- Instructions to follow -
Take each line from the entries that holds "sweater" and copy it out.

───── Provided material

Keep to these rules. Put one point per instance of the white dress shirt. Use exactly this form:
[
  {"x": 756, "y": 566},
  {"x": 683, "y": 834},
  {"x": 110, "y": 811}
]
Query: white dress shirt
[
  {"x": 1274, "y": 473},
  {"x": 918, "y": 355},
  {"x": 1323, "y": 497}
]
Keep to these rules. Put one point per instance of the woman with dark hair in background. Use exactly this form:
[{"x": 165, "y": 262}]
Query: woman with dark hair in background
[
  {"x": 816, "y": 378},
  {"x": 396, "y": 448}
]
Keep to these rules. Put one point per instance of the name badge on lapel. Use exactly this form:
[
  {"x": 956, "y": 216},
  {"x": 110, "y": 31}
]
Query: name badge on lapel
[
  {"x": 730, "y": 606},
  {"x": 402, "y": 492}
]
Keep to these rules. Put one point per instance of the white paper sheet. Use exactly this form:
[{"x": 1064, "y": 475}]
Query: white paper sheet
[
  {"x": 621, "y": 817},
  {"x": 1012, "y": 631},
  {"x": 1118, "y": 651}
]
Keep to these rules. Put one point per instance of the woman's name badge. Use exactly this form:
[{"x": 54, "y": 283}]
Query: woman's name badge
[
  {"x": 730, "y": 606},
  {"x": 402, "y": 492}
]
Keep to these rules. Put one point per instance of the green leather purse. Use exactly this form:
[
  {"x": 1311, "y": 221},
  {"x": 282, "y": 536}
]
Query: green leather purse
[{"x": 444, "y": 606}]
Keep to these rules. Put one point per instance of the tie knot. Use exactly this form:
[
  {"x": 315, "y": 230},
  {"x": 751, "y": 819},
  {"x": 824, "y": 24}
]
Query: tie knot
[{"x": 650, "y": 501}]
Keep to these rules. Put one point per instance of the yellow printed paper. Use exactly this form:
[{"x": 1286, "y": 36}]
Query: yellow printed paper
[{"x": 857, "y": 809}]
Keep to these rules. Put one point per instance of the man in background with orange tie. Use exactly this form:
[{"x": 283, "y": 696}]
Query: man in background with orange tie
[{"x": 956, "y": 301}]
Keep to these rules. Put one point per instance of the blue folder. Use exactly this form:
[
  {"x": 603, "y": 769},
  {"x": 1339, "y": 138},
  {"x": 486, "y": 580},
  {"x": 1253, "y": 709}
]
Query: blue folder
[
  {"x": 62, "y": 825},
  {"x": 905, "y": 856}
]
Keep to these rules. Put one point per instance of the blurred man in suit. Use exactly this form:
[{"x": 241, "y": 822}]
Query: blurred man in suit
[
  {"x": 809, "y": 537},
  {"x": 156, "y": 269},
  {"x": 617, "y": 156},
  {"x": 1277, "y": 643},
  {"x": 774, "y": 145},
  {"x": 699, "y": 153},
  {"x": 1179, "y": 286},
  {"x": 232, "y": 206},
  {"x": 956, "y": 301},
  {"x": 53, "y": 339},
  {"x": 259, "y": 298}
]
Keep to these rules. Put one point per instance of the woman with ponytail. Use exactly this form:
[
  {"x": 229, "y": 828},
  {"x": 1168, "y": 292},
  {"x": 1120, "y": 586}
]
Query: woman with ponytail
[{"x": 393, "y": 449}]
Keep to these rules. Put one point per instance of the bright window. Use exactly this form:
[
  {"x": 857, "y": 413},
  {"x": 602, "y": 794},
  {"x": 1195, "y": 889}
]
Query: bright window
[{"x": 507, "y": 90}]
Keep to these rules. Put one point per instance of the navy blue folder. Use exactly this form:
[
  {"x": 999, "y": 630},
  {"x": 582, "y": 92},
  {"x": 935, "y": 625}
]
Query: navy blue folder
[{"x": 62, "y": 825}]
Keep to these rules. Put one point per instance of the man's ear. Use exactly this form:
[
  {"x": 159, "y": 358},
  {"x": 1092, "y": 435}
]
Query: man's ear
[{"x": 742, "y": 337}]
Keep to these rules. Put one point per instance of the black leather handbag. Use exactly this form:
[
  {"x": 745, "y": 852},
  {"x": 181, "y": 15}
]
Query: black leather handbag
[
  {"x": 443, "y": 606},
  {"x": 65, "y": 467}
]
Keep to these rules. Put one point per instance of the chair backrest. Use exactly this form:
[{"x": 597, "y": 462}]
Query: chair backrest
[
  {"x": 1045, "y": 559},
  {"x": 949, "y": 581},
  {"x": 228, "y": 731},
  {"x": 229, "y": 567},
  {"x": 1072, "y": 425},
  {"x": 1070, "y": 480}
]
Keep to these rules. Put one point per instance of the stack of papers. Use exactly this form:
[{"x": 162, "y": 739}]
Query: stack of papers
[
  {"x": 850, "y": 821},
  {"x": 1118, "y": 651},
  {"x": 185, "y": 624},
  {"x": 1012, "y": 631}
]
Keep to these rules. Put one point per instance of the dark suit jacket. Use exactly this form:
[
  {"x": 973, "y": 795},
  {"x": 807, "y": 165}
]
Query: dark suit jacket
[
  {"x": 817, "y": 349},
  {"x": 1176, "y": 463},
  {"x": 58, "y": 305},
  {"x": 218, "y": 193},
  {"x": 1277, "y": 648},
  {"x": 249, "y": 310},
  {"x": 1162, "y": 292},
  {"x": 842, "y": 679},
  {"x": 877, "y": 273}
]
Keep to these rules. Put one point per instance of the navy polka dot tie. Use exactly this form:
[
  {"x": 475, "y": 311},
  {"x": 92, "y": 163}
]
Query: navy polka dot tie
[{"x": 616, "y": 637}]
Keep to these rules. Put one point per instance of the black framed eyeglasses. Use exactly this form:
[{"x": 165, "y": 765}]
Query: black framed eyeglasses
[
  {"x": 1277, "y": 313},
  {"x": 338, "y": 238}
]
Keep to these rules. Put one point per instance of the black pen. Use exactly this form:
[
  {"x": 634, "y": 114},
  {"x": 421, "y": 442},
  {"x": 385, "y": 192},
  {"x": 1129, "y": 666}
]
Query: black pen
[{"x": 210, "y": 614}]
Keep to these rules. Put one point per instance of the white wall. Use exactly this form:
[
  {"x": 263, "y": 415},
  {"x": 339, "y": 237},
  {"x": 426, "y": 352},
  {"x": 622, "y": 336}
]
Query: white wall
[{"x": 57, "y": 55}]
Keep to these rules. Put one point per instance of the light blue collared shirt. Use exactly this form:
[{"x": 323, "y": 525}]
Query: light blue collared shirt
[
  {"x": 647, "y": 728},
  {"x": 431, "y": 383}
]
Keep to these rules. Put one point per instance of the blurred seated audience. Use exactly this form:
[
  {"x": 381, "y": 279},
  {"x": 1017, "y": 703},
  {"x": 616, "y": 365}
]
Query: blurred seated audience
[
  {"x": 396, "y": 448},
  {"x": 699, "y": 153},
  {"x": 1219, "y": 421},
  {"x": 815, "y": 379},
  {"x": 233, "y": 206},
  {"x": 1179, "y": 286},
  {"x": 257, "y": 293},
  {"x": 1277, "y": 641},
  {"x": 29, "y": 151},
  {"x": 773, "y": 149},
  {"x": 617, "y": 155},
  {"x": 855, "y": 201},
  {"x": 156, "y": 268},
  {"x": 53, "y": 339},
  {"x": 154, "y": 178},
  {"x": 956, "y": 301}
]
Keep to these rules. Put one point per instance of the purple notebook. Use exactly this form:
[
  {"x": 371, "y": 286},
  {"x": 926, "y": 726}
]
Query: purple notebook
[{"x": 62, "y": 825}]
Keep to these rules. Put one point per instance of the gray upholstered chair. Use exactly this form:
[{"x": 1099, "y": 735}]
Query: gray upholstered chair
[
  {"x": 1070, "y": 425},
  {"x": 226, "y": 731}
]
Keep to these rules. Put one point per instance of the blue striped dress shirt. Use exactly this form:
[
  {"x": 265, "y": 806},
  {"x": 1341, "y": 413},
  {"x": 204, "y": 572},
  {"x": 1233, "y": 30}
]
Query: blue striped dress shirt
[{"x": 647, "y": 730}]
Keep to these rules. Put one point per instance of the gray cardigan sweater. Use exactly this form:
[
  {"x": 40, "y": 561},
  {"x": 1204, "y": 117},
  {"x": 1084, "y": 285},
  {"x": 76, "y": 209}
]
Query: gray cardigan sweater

──────────

- Expected answer -
Keep to these rules. Put one point per instance of the gray cardigan sweater. Use exactly this form:
Query: gray cardigan sweater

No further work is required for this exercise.